**The records:**
*** Block opens ***

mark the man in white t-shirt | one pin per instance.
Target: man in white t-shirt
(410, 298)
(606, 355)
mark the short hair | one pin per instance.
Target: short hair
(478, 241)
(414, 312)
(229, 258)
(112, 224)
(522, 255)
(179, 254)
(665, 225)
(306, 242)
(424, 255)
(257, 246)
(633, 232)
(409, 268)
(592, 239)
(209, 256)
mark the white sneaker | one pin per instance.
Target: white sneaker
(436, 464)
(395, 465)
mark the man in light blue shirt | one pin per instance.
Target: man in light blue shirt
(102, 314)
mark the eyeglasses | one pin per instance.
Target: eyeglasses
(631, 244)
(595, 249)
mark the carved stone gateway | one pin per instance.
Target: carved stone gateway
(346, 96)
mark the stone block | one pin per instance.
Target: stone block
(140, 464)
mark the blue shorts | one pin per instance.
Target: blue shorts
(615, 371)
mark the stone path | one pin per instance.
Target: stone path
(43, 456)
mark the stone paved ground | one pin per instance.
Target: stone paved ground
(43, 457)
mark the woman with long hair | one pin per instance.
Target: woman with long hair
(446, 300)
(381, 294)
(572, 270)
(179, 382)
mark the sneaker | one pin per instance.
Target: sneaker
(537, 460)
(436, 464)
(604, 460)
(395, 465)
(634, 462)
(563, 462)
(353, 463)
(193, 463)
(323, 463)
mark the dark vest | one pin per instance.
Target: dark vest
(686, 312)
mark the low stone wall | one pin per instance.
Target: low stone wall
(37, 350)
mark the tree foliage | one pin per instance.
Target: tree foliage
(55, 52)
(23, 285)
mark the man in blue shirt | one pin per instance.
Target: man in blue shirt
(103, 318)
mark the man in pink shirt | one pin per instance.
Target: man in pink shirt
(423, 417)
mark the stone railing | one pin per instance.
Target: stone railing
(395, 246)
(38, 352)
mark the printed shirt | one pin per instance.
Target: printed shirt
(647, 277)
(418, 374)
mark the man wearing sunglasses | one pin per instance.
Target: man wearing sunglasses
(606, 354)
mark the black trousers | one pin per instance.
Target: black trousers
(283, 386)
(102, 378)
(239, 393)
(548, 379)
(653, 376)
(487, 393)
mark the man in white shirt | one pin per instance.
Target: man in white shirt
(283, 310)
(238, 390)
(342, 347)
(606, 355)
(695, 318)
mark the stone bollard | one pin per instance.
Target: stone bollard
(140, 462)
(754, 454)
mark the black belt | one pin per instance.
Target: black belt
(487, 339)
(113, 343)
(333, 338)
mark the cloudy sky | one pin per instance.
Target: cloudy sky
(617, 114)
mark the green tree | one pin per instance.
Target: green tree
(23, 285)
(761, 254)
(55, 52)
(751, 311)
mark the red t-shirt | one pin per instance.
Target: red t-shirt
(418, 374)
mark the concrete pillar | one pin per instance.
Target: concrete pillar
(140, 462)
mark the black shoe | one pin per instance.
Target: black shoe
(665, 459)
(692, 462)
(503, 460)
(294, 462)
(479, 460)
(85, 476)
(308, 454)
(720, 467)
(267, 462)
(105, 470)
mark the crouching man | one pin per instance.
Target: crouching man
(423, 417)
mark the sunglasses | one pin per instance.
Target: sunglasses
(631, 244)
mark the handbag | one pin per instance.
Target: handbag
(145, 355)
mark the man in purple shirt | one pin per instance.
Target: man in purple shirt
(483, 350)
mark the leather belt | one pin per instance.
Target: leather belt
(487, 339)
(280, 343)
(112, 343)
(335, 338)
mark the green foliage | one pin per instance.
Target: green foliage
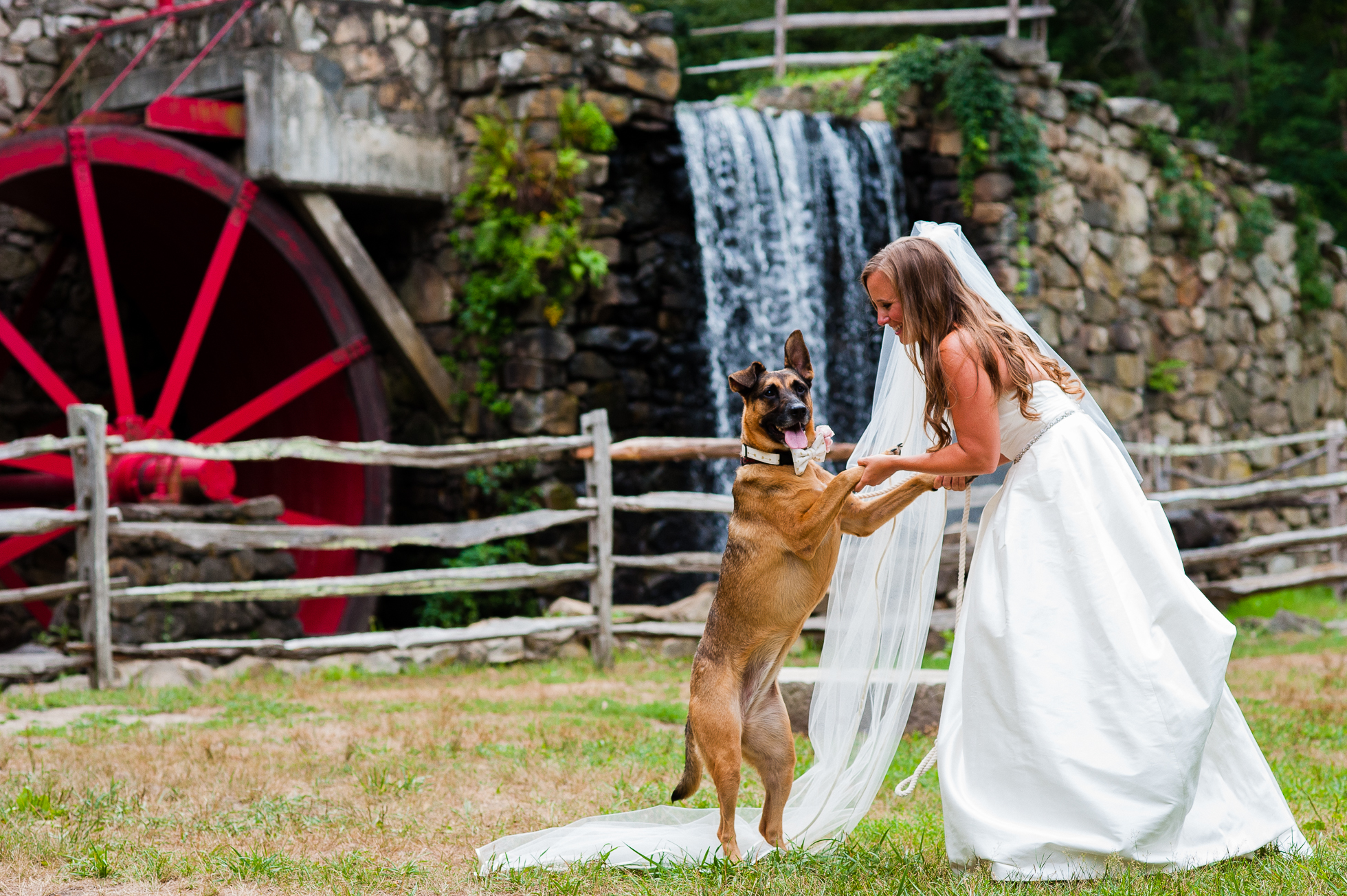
(1163, 377)
(520, 235)
(1313, 291)
(454, 609)
(1256, 223)
(981, 104)
(38, 805)
(1161, 150)
(1317, 603)
(495, 491)
(508, 486)
(1267, 87)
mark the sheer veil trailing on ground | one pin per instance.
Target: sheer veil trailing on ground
(878, 615)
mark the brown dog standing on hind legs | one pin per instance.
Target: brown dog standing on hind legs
(783, 548)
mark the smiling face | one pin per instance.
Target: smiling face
(777, 410)
(888, 309)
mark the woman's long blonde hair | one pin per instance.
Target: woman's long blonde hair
(935, 302)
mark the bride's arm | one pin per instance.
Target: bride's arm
(975, 413)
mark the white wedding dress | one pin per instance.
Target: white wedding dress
(1086, 713)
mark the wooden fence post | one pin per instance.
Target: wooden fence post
(599, 482)
(91, 471)
(779, 46)
(1337, 508)
(1039, 32)
(1161, 464)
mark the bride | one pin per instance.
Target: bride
(1086, 715)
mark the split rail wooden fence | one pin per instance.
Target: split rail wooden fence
(1012, 14)
(95, 523)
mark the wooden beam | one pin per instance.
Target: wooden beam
(345, 247)
(599, 486)
(442, 457)
(1262, 545)
(53, 592)
(680, 562)
(91, 472)
(799, 60)
(697, 502)
(477, 579)
(1227, 495)
(1149, 449)
(36, 445)
(658, 448)
(355, 643)
(896, 18)
(35, 520)
(221, 537)
(1250, 585)
(29, 666)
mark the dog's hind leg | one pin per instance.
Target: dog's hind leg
(717, 728)
(770, 748)
(691, 779)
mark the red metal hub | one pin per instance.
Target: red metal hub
(262, 336)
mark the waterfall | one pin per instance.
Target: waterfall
(788, 206)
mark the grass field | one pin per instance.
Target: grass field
(352, 785)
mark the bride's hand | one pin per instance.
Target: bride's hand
(876, 468)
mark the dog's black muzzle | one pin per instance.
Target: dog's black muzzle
(788, 416)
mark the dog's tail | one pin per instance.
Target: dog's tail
(691, 768)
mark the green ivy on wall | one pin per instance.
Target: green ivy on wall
(520, 234)
(981, 104)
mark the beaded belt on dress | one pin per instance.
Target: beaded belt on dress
(1045, 427)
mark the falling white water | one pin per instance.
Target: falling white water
(788, 208)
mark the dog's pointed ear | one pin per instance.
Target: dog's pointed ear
(742, 381)
(798, 356)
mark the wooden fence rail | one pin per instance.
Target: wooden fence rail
(96, 523)
(1012, 14)
(224, 537)
(443, 457)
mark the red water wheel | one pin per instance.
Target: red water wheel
(220, 321)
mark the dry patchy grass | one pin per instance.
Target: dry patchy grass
(355, 785)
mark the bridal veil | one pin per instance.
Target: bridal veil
(877, 620)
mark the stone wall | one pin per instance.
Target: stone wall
(1111, 284)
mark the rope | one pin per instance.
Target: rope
(909, 785)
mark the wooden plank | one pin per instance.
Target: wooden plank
(1149, 449)
(680, 562)
(223, 537)
(693, 629)
(35, 520)
(477, 579)
(1227, 495)
(52, 592)
(658, 448)
(91, 472)
(599, 484)
(29, 666)
(1250, 585)
(898, 18)
(346, 249)
(356, 643)
(659, 629)
(652, 502)
(36, 445)
(799, 60)
(1262, 545)
(442, 457)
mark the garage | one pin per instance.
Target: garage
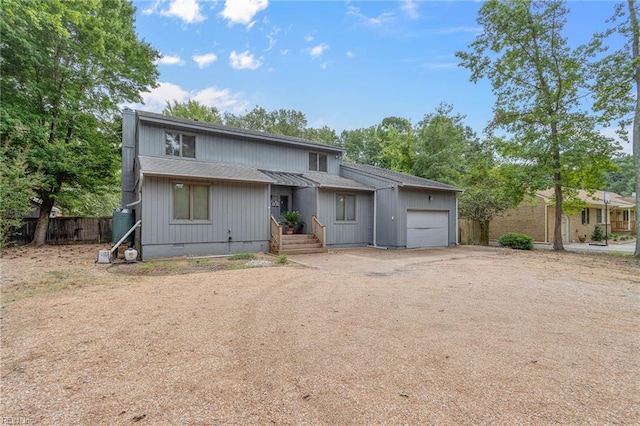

*** Block closes ***

**Exercise requirements:**
For every line above that has "garage" in it, copy the line.

**Finished exercise:**
mark the garage | one pin per instance.
Target: garage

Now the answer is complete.